◆ **Stated task**
Reproduce every one of the following entries word for word, keeping each line as it appears.

◆ **Exercise materials**
******************************

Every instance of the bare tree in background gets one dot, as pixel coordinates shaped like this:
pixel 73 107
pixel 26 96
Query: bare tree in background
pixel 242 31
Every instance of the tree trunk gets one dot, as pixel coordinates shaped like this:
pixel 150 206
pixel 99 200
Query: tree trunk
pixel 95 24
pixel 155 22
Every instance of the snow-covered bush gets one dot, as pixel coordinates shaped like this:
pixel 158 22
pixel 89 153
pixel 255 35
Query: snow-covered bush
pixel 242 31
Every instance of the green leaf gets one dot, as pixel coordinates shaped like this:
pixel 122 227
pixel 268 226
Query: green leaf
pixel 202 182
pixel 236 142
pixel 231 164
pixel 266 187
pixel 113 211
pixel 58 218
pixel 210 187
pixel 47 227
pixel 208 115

******************************

◆ **Task response**
Every instance of the bare tree in background gets one dot, as pixel coordinates shaped like this:
pixel 73 107
pixel 26 96
Query: bare tree in background
pixel 242 31
Every instance of the tree trunk gets one dot, as pixel coordinates shaped like this:
pixel 150 206
pixel 99 200
Query: tree trunk
pixel 95 24
pixel 155 22
Every instance of the snow-covered bush gets one dot, as pixel coordinates shaped like this:
pixel 158 22
pixel 89 153
pixel 255 35
Query: snow-covered bush
pixel 242 31
Every instance of the green leaf gets one dot, as pixel coordinates shaped like this:
pixel 122 227
pixel 268 226
Query: green leaf
pixel 202 182
pixel 236 142
pixel 231 164
pixel 266 187
pixel 113 211
pixel 58 218
pixel 210 187
pixel 47 227
pixel 208 115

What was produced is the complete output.